* [Task brief]
Find every line in the listing below that contains the word "cheese", and copy each of those lines in full.

☆ ☆ ☆ ☆

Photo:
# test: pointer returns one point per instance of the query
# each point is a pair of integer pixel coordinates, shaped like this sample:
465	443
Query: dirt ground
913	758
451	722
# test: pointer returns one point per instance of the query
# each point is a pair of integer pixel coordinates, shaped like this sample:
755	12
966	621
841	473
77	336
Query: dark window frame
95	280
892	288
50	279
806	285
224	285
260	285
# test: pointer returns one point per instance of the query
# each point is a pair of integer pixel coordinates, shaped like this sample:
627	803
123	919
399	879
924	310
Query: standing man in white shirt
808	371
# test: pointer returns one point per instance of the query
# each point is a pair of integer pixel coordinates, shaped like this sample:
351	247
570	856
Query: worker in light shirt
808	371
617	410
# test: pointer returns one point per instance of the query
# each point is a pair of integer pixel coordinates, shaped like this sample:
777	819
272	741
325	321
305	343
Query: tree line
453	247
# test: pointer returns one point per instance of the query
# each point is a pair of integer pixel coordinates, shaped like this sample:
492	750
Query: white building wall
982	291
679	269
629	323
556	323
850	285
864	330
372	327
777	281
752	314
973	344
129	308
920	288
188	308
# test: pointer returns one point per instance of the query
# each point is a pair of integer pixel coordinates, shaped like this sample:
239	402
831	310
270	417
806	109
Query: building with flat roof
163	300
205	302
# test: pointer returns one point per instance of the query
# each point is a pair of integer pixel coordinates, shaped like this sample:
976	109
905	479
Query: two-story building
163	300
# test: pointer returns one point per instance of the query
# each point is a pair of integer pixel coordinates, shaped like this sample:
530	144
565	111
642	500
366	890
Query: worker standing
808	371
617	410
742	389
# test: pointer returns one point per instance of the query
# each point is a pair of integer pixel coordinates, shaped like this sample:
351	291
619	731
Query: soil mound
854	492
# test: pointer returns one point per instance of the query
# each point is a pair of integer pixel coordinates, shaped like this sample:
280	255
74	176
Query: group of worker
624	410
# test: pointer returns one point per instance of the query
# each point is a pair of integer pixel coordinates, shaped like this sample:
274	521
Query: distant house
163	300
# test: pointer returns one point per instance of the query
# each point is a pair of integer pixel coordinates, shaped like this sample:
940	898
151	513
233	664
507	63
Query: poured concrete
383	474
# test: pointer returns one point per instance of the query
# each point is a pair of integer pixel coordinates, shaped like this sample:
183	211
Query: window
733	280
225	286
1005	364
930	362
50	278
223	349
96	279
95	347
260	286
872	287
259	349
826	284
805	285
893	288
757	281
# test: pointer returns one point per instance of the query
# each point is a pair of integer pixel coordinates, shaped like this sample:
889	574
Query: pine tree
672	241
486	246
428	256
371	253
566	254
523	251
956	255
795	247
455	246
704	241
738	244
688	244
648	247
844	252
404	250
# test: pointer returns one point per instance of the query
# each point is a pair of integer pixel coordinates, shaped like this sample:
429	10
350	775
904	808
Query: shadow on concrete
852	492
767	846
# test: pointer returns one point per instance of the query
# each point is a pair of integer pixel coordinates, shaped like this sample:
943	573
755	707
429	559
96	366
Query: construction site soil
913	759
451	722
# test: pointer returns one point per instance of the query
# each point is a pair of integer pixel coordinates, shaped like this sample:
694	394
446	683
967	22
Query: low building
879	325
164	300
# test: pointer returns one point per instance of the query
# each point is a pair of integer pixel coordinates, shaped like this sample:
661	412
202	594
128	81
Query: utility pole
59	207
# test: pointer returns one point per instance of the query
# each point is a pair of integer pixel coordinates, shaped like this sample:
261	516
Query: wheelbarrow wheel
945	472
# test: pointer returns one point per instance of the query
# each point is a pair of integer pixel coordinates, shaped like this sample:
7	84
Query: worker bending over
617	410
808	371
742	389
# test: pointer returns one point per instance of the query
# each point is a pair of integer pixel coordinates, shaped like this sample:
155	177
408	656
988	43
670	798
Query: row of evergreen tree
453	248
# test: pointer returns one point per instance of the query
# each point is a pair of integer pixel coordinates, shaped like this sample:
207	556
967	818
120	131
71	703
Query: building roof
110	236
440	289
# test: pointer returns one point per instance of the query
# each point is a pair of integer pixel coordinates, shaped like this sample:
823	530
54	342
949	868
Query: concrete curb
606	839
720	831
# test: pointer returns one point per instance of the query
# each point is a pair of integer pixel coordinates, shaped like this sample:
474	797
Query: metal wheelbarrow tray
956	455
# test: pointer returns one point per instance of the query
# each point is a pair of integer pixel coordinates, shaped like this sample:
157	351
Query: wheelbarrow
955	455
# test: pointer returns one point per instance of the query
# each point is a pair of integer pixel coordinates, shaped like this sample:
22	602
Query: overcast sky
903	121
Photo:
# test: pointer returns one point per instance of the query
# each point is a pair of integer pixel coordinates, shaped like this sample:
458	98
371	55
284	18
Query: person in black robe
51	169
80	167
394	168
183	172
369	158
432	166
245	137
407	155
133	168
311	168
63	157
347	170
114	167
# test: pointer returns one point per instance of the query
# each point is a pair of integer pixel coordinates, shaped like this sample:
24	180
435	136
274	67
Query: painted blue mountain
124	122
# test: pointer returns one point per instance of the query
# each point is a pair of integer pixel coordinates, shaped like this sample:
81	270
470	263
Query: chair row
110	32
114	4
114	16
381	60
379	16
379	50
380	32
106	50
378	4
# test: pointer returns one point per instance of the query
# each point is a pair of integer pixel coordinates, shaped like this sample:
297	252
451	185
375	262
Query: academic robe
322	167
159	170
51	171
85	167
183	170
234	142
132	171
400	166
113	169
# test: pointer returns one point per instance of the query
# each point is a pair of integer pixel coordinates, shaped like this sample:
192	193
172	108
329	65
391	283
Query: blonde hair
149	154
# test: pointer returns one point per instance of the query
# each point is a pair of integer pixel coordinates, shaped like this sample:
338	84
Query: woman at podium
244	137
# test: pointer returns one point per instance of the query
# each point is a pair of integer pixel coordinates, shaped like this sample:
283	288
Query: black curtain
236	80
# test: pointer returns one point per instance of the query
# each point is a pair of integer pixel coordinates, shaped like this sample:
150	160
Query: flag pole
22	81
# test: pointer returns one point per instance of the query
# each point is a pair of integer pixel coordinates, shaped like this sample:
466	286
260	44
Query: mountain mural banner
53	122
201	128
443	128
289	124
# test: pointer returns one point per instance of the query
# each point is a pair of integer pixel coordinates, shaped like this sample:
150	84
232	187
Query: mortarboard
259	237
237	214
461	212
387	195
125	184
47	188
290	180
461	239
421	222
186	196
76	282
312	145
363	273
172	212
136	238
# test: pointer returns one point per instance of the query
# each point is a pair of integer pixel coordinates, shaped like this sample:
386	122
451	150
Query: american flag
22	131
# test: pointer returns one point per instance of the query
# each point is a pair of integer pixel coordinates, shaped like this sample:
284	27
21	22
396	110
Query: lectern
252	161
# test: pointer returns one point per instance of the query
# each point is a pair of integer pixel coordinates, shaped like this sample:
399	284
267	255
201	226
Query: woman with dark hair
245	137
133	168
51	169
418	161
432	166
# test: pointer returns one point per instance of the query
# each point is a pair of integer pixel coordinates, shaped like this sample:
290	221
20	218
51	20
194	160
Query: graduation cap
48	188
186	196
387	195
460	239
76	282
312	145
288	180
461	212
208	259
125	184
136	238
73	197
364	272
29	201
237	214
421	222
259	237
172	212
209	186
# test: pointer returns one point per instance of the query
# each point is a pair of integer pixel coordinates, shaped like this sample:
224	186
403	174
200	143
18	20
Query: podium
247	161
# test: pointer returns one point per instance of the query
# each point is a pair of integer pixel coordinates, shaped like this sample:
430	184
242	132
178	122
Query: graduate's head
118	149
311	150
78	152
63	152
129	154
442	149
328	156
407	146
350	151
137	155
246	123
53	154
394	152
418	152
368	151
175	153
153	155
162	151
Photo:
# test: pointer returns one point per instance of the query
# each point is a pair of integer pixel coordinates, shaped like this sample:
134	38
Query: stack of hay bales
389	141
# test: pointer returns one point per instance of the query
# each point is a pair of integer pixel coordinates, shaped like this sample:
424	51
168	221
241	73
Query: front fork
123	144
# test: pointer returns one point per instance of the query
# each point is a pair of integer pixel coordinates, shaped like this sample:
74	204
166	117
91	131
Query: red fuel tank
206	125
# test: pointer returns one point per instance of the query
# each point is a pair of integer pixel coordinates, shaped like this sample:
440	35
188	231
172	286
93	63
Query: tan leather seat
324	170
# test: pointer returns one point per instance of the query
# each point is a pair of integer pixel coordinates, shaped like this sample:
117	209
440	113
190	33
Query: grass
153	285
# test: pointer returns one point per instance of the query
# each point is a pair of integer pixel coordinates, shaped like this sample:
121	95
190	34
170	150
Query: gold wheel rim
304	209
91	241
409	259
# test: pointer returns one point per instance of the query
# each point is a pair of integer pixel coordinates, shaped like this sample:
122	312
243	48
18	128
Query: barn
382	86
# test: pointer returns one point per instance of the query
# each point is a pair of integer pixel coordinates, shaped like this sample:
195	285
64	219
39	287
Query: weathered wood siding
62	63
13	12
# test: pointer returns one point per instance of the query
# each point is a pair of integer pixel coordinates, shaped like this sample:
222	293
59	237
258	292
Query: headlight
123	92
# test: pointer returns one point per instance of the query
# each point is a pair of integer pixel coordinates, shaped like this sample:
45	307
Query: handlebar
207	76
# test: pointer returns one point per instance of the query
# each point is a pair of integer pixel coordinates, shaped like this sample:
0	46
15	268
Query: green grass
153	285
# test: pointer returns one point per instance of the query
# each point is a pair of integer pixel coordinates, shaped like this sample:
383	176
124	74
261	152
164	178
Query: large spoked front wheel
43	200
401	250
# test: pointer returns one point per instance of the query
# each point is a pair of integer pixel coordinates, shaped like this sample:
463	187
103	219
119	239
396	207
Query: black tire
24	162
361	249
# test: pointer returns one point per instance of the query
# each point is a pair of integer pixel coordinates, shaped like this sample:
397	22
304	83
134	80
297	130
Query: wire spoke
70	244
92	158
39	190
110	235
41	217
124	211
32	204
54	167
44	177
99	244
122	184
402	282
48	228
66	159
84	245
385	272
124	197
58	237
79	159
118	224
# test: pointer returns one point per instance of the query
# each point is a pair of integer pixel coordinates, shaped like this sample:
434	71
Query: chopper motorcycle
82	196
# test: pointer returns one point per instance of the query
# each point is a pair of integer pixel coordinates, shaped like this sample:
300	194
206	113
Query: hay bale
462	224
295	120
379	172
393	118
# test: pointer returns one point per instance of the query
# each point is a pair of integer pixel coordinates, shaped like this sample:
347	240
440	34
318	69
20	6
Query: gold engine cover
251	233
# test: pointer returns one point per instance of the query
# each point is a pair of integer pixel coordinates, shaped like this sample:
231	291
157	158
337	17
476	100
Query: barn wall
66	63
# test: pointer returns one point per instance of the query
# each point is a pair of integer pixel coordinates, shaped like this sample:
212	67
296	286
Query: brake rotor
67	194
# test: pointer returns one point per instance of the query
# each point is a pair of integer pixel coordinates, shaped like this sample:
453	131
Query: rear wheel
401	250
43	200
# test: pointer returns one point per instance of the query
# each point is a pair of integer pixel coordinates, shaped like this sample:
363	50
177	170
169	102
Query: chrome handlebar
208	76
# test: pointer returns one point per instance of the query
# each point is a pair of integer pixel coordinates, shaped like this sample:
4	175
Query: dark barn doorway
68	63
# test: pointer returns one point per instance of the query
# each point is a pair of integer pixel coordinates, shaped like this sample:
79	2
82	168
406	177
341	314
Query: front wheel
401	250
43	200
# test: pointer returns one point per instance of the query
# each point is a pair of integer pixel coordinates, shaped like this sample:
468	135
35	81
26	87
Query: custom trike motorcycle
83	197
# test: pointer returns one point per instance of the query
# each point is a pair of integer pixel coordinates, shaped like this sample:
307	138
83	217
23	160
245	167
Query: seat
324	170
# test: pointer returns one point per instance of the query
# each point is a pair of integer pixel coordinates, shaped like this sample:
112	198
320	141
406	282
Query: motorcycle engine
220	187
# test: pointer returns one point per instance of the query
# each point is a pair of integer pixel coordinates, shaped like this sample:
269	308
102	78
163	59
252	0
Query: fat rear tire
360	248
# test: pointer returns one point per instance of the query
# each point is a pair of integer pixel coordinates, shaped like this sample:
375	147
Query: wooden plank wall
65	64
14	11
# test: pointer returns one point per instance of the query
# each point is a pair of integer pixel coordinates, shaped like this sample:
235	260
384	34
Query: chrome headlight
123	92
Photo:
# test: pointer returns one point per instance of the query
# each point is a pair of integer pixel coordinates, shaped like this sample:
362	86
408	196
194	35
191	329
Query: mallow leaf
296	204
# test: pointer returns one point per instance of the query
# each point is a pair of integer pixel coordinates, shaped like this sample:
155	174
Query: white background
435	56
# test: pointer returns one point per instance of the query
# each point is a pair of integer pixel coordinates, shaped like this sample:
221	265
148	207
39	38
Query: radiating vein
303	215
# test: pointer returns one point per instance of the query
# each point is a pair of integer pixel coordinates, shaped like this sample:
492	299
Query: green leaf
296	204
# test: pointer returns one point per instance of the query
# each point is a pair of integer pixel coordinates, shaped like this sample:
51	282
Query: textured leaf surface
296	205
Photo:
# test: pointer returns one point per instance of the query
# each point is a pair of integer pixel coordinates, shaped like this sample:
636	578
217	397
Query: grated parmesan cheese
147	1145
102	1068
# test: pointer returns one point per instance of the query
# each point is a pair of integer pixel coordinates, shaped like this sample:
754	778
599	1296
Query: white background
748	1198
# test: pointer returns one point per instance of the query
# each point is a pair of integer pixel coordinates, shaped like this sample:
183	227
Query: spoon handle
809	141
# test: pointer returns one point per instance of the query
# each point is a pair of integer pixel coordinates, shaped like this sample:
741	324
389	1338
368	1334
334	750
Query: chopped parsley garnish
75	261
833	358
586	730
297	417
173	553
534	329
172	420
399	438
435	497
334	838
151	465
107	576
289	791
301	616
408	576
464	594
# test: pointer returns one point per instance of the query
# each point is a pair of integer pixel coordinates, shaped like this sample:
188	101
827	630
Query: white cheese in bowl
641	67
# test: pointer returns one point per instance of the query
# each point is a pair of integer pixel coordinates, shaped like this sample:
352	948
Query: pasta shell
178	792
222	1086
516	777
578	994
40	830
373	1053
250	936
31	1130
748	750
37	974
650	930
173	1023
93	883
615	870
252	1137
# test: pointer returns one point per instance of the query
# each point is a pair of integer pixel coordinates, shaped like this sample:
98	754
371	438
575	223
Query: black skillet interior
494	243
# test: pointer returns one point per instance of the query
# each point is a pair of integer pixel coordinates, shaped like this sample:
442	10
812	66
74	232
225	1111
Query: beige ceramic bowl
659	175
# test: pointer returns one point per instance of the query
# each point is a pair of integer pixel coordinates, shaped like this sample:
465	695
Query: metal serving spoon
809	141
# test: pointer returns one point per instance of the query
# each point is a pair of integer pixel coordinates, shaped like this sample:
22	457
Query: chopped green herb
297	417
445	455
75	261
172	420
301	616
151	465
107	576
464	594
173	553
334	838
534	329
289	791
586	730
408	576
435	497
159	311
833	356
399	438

☆ ☆ ☆ ☆

* [Written solution]
Query: grated parmesan cheese
Query: white cheese in bowl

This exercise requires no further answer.